- Exercise material:
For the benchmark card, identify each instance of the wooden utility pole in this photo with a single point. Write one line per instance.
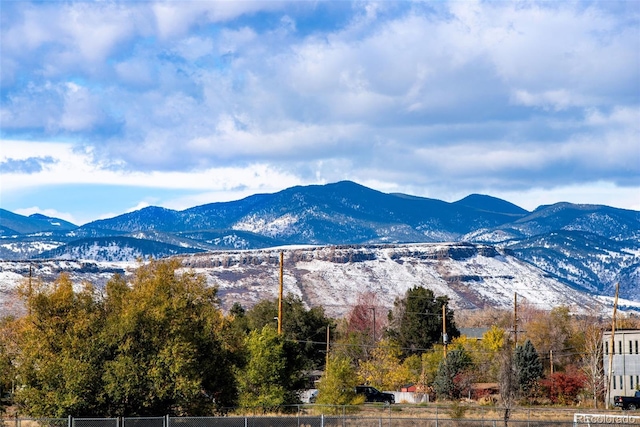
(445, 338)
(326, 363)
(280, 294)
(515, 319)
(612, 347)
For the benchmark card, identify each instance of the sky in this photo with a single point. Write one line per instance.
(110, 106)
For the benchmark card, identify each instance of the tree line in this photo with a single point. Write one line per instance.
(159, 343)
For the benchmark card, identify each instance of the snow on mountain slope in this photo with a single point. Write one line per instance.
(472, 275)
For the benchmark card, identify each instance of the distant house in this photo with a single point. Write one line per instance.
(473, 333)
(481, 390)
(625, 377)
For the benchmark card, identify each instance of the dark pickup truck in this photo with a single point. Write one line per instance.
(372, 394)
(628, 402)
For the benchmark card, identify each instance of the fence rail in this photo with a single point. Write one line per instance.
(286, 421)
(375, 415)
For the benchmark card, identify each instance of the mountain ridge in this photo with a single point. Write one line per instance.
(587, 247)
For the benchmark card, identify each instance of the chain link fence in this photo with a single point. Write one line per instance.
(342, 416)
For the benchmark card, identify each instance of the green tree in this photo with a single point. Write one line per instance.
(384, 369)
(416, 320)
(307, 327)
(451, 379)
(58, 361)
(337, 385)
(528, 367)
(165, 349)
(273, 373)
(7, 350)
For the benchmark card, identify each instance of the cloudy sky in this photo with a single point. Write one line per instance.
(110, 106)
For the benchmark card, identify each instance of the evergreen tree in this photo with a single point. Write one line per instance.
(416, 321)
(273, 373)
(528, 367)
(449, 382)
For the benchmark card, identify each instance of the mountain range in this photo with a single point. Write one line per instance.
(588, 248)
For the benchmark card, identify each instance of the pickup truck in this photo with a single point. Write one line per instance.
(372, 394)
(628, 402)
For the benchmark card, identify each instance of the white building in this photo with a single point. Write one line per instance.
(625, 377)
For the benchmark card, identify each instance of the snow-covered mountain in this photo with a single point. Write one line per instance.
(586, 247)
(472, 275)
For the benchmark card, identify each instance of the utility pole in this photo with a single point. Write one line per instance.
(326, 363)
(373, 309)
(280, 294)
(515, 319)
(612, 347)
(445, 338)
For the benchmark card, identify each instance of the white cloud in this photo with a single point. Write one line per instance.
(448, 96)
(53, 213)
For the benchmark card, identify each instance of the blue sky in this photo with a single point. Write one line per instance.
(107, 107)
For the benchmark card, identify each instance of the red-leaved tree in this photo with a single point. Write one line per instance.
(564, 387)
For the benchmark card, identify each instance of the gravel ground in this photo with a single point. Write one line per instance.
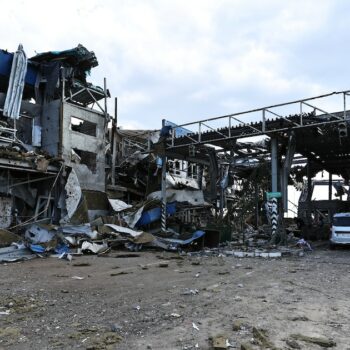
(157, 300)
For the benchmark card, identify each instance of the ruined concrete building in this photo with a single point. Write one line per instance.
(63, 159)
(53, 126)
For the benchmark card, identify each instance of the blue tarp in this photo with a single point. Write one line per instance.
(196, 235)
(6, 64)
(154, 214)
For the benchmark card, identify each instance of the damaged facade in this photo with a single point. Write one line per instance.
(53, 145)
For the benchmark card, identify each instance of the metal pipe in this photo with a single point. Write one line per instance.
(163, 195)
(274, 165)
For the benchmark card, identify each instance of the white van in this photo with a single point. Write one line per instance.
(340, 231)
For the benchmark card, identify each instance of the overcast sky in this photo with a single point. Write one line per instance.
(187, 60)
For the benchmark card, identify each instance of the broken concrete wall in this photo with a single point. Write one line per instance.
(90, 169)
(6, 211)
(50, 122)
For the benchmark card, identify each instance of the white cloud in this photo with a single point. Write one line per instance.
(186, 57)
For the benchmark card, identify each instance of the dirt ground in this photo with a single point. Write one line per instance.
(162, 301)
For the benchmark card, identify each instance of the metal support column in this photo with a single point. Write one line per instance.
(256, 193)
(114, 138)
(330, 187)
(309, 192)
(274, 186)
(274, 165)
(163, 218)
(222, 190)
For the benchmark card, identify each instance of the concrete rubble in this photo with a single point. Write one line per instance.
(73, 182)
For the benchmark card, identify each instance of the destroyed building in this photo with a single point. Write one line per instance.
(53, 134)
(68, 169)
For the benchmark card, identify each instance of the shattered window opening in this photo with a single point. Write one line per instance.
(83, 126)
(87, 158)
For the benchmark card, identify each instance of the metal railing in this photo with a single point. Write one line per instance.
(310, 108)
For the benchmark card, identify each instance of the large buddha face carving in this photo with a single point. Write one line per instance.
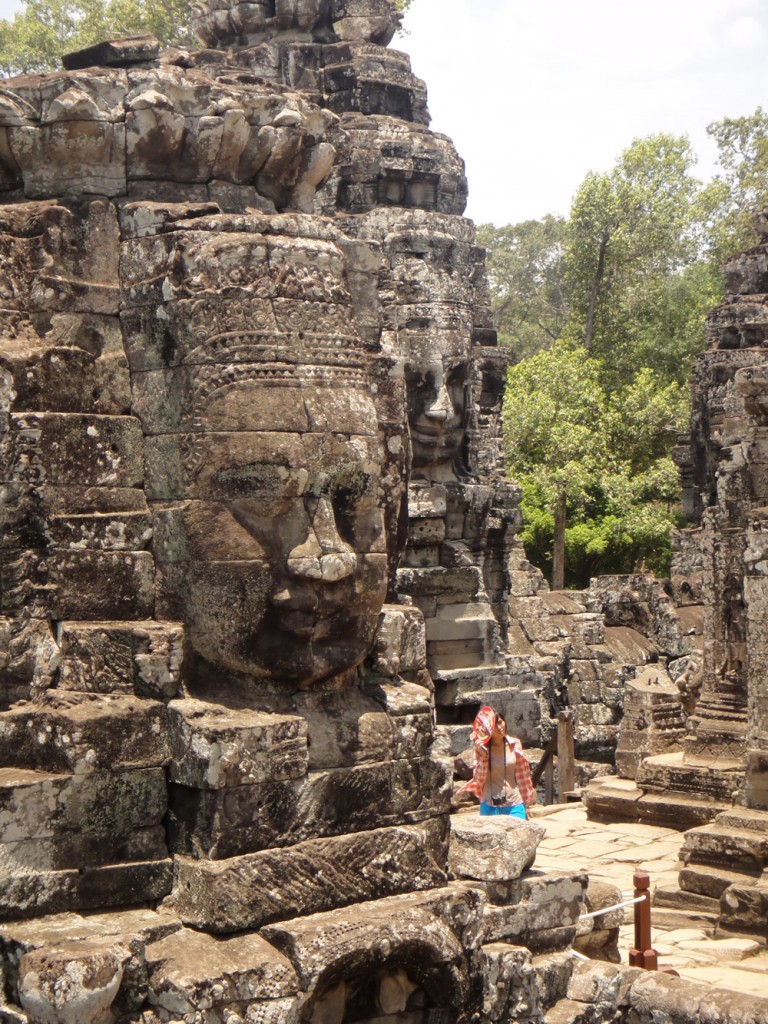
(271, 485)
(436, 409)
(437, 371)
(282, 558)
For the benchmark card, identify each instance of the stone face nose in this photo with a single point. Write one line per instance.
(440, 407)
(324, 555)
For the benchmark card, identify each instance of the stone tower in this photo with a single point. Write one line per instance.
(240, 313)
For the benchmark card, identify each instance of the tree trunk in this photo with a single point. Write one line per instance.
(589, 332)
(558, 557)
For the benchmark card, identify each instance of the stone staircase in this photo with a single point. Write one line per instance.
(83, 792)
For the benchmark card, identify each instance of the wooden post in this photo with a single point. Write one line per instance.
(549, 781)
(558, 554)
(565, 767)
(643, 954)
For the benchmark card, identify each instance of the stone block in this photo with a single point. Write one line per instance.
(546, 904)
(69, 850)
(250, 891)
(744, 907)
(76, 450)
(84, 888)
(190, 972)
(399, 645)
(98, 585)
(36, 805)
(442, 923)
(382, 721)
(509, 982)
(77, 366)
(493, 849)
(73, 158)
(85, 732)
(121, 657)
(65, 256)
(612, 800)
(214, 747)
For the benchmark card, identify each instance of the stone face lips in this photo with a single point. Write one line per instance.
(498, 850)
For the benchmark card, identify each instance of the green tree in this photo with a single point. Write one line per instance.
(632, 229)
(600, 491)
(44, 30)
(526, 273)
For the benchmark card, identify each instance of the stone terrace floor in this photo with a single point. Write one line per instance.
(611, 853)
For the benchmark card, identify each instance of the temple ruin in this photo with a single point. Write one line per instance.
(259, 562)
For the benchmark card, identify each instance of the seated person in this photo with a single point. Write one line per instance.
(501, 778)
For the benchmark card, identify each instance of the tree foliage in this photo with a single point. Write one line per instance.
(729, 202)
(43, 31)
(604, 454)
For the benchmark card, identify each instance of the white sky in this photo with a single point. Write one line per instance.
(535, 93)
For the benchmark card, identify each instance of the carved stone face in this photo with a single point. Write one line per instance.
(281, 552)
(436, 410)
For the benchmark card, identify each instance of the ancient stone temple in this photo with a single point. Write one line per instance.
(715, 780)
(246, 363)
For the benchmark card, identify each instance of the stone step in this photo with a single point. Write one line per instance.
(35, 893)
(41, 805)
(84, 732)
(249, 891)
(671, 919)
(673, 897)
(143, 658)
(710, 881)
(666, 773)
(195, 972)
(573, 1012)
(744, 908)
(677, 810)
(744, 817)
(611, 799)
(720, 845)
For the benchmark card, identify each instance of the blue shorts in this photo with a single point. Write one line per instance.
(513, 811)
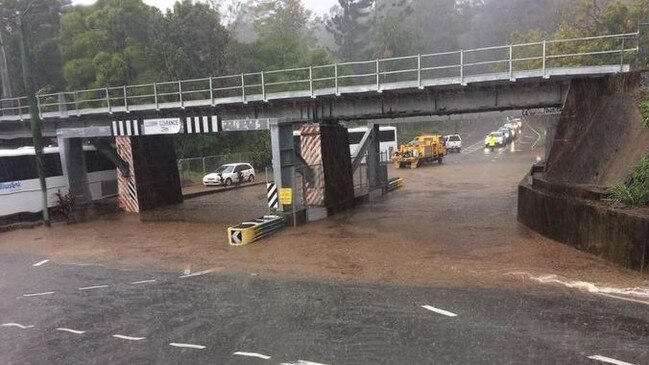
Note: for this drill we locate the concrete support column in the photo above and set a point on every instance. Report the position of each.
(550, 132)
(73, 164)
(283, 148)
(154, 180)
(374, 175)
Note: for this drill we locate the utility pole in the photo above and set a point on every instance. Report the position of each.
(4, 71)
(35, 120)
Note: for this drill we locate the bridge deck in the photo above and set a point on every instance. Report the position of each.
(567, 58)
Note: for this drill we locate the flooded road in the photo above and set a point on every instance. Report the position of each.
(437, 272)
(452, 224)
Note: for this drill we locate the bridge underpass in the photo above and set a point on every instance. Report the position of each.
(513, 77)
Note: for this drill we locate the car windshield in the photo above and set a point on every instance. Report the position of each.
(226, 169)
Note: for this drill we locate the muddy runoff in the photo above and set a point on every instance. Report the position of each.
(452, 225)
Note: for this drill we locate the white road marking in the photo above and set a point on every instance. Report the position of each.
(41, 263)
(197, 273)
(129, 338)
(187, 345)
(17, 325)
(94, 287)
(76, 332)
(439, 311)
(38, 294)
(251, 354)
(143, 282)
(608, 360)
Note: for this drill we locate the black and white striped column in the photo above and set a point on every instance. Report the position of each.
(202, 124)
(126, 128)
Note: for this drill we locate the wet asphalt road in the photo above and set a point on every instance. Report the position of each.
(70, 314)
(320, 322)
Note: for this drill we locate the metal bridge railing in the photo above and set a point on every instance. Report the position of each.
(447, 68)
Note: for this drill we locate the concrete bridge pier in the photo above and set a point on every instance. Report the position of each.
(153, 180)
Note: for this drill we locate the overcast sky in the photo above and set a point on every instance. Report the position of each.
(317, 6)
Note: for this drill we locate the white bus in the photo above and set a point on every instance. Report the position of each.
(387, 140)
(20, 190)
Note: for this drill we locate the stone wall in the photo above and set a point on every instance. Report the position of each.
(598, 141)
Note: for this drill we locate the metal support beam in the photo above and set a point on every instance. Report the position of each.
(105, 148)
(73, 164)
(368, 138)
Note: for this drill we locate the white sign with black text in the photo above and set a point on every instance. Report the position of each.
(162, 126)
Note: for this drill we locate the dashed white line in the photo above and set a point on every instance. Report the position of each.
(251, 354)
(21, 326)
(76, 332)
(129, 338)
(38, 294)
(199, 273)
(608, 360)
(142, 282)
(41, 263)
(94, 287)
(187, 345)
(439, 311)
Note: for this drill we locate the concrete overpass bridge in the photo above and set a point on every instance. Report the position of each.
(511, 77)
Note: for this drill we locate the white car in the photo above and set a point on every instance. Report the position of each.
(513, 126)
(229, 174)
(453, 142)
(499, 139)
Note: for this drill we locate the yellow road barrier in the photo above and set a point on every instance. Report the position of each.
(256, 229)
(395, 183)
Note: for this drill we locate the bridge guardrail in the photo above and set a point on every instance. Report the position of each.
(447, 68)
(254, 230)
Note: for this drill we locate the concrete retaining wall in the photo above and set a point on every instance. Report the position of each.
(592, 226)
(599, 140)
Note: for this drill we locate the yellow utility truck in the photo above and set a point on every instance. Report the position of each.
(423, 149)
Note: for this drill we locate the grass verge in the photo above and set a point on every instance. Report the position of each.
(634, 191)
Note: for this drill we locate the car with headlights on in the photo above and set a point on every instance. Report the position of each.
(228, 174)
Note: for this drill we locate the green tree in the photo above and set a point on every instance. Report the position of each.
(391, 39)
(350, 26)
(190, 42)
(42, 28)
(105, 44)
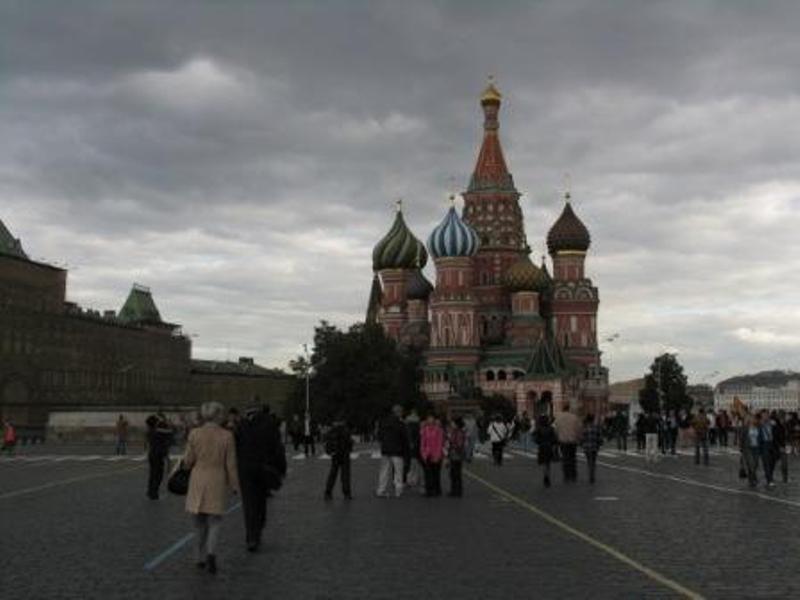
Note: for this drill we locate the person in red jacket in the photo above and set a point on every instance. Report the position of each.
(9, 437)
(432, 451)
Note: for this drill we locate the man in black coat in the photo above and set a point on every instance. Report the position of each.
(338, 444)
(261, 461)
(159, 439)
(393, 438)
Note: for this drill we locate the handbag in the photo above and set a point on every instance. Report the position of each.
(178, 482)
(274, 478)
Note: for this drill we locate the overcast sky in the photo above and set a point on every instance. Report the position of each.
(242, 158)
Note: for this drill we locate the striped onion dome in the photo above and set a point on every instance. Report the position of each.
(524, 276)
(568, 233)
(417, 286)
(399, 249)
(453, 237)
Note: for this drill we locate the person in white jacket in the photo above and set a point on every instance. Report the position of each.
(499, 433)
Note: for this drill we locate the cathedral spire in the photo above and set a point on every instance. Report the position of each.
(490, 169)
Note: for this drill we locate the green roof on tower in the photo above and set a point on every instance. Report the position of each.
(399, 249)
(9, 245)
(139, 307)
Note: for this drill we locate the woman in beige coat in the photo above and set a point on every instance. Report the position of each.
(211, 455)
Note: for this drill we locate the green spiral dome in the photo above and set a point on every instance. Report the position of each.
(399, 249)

- Given exercise: Quote the lines of the listing above that run from the line with "Note: for this drill we locate the cathedral" through its last line, both included, and nothing else.

- Full solution:
Note: for this drill we locate the cathedral spire in the photo above and set a point on every instance. Report the position of each.
(490, 169)
Note: for this drill we locate the green roof on tower in the photo above and set a point on every instance. Report the position of each.
(399, 249)
(9, 245)
(139, 307)
Note: for this drill we locate the woman in beige coat in the photo above and set a point on every instance. Report the position of each.
(211, 455)
Note: for this drill we locate the green spiral dome in the photo above and set a point on every instance. Report the position of each.
(399, 249)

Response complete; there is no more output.